> **Problem statement**
Turn all of the lines below into a numbered list, skipping any blank lines. Leave the pictures out of your answer.

> **Records**
--

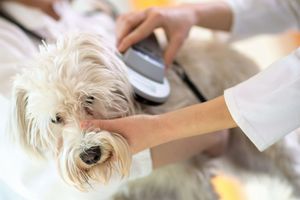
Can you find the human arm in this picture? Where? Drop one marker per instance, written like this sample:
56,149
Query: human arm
176,22
146,131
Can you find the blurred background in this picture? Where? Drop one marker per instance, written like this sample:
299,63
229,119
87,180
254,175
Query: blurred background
263,49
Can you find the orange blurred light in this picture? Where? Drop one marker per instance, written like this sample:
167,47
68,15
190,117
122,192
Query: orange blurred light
142,4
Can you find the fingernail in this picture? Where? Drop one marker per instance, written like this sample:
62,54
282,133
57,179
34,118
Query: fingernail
121,47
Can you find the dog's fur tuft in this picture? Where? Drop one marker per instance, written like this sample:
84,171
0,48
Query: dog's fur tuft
76,79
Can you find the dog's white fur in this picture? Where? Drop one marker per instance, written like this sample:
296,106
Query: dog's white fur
65,76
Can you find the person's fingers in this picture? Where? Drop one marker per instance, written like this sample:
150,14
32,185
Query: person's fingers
172,48
103,124
125,23
151,22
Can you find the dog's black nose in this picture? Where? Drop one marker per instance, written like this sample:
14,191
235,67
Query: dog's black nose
91,155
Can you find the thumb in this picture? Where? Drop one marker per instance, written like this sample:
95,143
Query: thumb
172,49
102,124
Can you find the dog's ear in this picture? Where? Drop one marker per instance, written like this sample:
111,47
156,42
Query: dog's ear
18,122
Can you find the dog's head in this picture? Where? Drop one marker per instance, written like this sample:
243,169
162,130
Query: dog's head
78,78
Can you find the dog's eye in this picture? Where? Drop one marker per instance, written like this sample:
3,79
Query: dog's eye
90,100
88,110
58,119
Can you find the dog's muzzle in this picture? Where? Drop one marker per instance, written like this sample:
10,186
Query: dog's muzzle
91,155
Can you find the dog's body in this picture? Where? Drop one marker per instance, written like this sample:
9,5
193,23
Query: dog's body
81,78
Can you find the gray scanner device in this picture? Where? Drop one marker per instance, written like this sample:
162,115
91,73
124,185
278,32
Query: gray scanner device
145,58
146,70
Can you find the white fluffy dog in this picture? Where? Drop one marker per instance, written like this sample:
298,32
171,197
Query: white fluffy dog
81,78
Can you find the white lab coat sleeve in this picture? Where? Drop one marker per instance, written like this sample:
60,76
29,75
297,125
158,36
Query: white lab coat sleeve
252,17
267,106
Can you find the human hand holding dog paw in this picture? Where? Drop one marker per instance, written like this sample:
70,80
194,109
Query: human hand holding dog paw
140,131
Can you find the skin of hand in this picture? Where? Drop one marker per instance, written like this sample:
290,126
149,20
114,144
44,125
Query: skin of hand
176,21
146,131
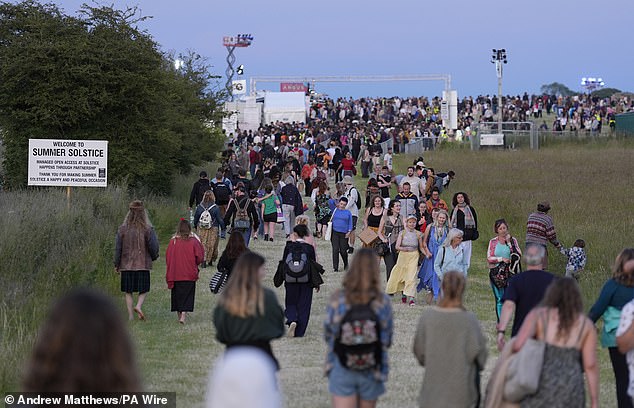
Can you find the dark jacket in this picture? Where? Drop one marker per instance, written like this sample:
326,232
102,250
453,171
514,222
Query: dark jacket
291,196
216,218
316,270
198,191
232,209
135,250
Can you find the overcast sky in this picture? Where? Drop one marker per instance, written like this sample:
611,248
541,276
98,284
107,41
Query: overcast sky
546,41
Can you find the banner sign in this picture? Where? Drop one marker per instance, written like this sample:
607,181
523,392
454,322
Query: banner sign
239,87
293,87
77,163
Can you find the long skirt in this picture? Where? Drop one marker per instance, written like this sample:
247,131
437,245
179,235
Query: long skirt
135,281
403,277
209,239
183,294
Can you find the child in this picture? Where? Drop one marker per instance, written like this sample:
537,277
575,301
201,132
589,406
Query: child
576,259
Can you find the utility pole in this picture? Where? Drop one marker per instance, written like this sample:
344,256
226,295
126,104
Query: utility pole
499,58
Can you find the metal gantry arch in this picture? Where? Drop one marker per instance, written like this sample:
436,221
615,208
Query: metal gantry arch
446,78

--

> **The result**
1. Can you find the human arm in this picture? Where? Drop one marker per instance, written like this sample:
2. 56,149
3. Query: human arm
4. 176,22
5. 146,131
6. Can you find the blurred background in this picture? Where? Drop one marker per instance, written like this sample:
7. 299,63
8. 229,119
9. 87,180
10. 254,175
11. Query: blurred background
12. 263,49
13. Can you find the orange blurred light in this picture? Where? Drop one marker per instance, written like this sample:
14. 167,47
15. 68,15
16. 190,117
17. 122,192
18. Query: orange blurred light
19. 142,4
20. Can you find the fingernail in this picture? Where? Drop one marker per instance, written like this sample:
21. 62,54
22. 282,133
23. 57,179
24. 34,118
25. Query: fingernail
26. 121,47
27. Can you find the dog's fur tuft in this picture? Where? Drop one marker per instance, written like this sample:
28. 84,171
29. 0,48
30. Query: dog's fur tuft
31. 76,79
32. Can you find the dog's white fur in this picture? Where? Drop one marker per instance, written like this sample:
33. 296,106
34. Query: dog's white fur
35. 65,76
36. Can you find the person's fingers in this picture? Where? Drop one marker per instance, written like this sample:
37. 150,14
38. 32,185
39. Query: person's fingers
40. 172,48
41. 103,124
42. 125,23
43. 151,22
44. Can you find the dog's black nose in this picture? Where? Drop one marker per instance, written like this sample:
45. 14,191
46. 235,67
47. Query: dog's black nose
48. 91,155
49. Can you find the thumb in this picture? Where? Drop one marker per instance, written like this sample:
50. 95,143
51. Query: thumb
52. 172,49
53. 102,124
54. Can you find the dog's ear in this picture? Where? Drop one marker per instance, written like this sample:
55. 111,47
56. 156,42
57. Query: dog's ear
58. 18,122
59. Can you find the dog's head in this picture? Where? Drop one marker per instance, written like this sample:
60. 243,169
61. 162,130
62. Query: dog's head
63. 78,78
64. Can you find the dog's eye in this picture? Where? Drop one marker per instance, written like this sample:
65. 3,79
66. Query: dog's eye
67. 90,100
68. 88,110
69. 58,119
70. Can you find the dog's muzzle in this picture? Where? Drop one marker per instance, written like this sample:
71. 10,186
72. Query: dog's muzzle
73. 91,155
74. Can you find the dog's body in this picture? Where? Drop one marker per instance, written like this sample:
75. 9,5
76. 193,23
77. Query: dog's body
78. 81,78
79. Can you find the gray scanner device in this picture? Where? Drop one marker per instance, written like this sample:
80. 162,115
81. 91,73
82. 124,185
83. 278,32
84. Query: gray scanner device
85. 145,58
86. 146,70
87. Can you find the white fluffy dog in this picture? Where? Drop one marker per instance, written like this sample:
88. 298,32
89. 171,197
90. Query: white fluffy dog
91. 81,78
92. Can you find the white lab coat sleeve in this picture? Where? Drop one marker per instance, written like this sample:
93. 60,76
94. 29,75
95. 297,125
96. 158,36
97. Query: white lab coat sleeve
98. 252,17
99. 267,106
100. Can you find the human hand holding dog paw in this picture? Where? Drop one marker per instance, written like this sample:
101. 70,80
102. 194,109
103. Query: human hand holding dog paw
104. 140,131
105. Can you find the skin of hand in this picture? Where? Drop one marker per instance, written like this sample:
106. 290,126
107. 149,20
108. 114,144
109. 44,125
110. Query: skin of hand
111. 176,21
112. 146,131
113. Can you find the dark jacket in this picture? Where? Drop one marker per instance, written like this sample:
114. 326,232
115. 102,250
116. 453,171
117. 514,222
118. Query: dark jacket
119. 291,196
120. 216,218
121. 316,270
122. 198,191
123. 232,209
124. 135,250
125. Can you find the overcast sky in this picture? Where? Drop one marker per instance, written like this sample:
126. 611,248
127. 541,276
128. 98,284
129. 107,41
130. Query: overcast sky
131. 546,41
132. Can you find the banner sign in this picture? Where? Drop one marker per instance, written like this sample:
133. 607,181
134. 523,392
135. 454,322
136. Query: banner sign
137. 239,87
138. 293,87
139. 77,163
140. Can you find the long skirt in this picture? Where? Drop one marker per instance, written like this sample:
141. 247,131
142. 437,245
143. 179,235
144. Query: long skirt
145. 135,281
146. 403,277
147. 209,239
148. 183,294
149. Can you find the child in this picture? Where? Drop one marker per instance, written like this sample:
150. 537,277
151. 575,301
152. 201,132
153. 589,406
154. Query: child
155. 576,259
156. Can you find the utility pole in this picture? Where? Drop one marker per instance, written like this sample:
157. 344,256
158. 226,295
159. 126,104
160. Query: utility pole
161. 499,58
162. Can you find the metal gantry arch in this picture? Where? Drop one marker per instance, written like this sample:
163. 436,221
164. 615,208
165. Query: metal gantry arch
166. 446,78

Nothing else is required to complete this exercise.